(Text-to-region grounding data)
* * *
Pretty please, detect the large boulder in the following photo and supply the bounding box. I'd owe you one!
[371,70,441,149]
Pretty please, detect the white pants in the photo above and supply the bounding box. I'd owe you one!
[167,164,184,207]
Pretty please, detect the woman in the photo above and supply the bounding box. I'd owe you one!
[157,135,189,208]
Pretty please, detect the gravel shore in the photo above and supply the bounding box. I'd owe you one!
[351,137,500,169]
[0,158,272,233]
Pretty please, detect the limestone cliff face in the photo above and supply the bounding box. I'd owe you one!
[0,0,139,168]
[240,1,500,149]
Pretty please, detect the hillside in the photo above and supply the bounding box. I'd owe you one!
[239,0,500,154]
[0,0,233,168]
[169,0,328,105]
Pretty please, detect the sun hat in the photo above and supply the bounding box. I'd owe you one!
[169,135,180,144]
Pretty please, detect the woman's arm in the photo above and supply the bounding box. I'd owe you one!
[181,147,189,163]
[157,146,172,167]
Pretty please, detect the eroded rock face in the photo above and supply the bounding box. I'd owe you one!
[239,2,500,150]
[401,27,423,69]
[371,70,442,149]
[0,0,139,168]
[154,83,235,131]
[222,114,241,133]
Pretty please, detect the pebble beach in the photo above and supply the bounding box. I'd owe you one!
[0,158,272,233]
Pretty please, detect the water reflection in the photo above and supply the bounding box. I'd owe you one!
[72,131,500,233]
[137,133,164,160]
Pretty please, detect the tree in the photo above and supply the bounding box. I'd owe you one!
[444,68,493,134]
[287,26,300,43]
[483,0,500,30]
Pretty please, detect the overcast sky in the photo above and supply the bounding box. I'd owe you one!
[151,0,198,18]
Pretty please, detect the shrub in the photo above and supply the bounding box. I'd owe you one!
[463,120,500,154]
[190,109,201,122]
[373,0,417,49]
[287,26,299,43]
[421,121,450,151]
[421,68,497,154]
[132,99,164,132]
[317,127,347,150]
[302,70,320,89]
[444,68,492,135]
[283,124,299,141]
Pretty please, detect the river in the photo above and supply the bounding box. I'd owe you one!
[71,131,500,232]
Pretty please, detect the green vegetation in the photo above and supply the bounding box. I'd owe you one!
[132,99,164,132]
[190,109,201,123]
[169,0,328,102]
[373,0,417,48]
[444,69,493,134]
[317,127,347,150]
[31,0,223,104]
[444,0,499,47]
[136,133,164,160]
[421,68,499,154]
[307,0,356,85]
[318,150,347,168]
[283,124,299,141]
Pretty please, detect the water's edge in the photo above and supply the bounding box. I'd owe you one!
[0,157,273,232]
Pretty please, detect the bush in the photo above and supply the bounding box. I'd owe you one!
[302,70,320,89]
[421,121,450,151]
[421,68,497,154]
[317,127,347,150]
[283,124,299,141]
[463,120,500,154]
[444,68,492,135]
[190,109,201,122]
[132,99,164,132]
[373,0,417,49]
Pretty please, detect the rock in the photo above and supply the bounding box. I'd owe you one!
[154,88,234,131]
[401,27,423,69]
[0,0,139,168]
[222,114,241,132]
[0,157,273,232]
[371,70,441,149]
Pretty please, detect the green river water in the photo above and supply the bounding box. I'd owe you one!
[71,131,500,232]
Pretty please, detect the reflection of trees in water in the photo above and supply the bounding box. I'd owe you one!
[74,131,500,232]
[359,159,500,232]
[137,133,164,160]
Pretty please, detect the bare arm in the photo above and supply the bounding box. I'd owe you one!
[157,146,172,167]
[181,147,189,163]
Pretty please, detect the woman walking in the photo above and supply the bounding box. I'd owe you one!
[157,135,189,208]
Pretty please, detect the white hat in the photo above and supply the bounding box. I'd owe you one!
* * *
* TASK DESCRIPTION *
For each record above, output it exactly as written.

* OUTPUT FOR THIS EXERCISE *
Pretty please, detect the large boulder in the following photo and supply the bounding box. I'd owe you one!
[371,70,441,149]
Pretty please, detect the white pants in the photo above and supply the bounding box. I'd owe you one!
[167,164,184,207]
Pretty please, detect the woman in the photo above and supply the bounding box. I'd owe you one!
[157,135,189,208]
Pretty please, detect the gravel shore in the photo above and supply the bounding box. I'd owe you one!
[351,137,500,169]
[0,158,272,233]
Pretty please, detect the limestone cliff face in the photo above and supply the bounding box. I'd owe you one!
[0,0,139,168]
[240,1,500,149]
Pretty please, detect the hillside in the photo above and supply the bounding box. I'd owe you one!
[239,0,500,154]
[0,0,233,168]
[169,0,328,105]
Pretty please, detect the sun hat in the photo above and supply the bounding box. I'd owe you one!
[169,135,180,144]
Pretty please, detect the woman's arm in the photo above and supply the bounding box. I'd owe you one!
[181,147,189,163]
[157,146,172,167]
Pretty please, detect the eroded rock face in the photo above and supply the bounding box. I'd owe you one!
[239,2,500,150]
[401,27,423,69]
[371,70,442,149]
[0,0,139,168]
[154,83,235,131]
[222,114,241,133]
Pretty please, detect the pebble beach in the photo above and supply the bounding box. I'd owe you one!
[0,158,272,233]
Pretty please, detect the water reflection in the photo above and supply the bounding box. I'd owe you one!
[72,131,500,233]
[137,133,164,160]
Pretty please, detect the tree in the photo above and supply the bounding box. I'd owe you one!
[444,68,493,134]
[287,26,300,43]
[483,0,500,30]
Pretty please, detect the overcast sky in the photo above and supply the bounding box. I'd owe you one!
[151,0,198,18]
Pretty please, detect the shrub in the photo above and supply the bounding box. I'd owe you one!
[463,120,500,154]
[190,109,201,122]
[373,0,417,49]
[287,26,299,43]
[421,121,450,151]
[421,68,497,154]
[132,99,164,132]
[317,127,347,150]
[302,70,320,89]
[444,68,492,135]
[283,124,299,141]
Pretty please, detect the river in the photo above and supply the bounding box. I'd owe you one!
[71,131,500,232]
Pretty please, detect the green vegetation in the photo above and supply the bounding box. I'd owe you one!
[132,99,164,132]
[190,109,201,123]
[169,0,328,102]
[373,0,417,48]
[444,69,493,134]
[317,127,347,150]
[31,0,223,104]
[444,0,499,47]
[136,133,164,160]
[421,68,499,154]
[307,0,356,85]
[318,150,347,168]
[283,124,299,141]
Pretty please, detect the water's edge in the photo above and supply the bounding box. I'd owe you one!
[0,157,273,232]
Pretty please, detect the bush in the photo above and supply the bounding box. I'd owe you one!
[302,70,320,89]
[421,121,450,151]
[421,68,497,154]
[317,127,347,150]
[283,124,299,141]
[463,120,500,154]
[444,68,492,135]
[190,109,201,122]
[132,99,164,132]
[373,0,417,49]
Pretty please, detect the rock in the photo above and supply the bounding box. I'd owe you one!
[154,88,234,131]
[401,27,423,69]
[0,0,139,168]
[222,114,241,132]
[0,157,273,232]
[371,70,441,149]
Pretty please, detect the green river water in the photo above and supply the bounding box. I'd owe you one!
[71,131,500,232]
Pretty please, detect the reflection of trees in water in the photo above and supply the bounding box. I'd owe you one!
[74,131,500,232]
[359,159,500,232]
[137,133,164,160]
Pretty please, detect the bare arm in the photo above and supply the bounding box. I'd owe you one!
[157,146,172,167]
[181,147,189,163]
Pretty please, detect the woman walking in the photo above and supply the bounding box. I'd owe you one!
[157,135,189,208]
Pretty please, detect the white hat in the photo above and supply the bounding box. I'd owe you one!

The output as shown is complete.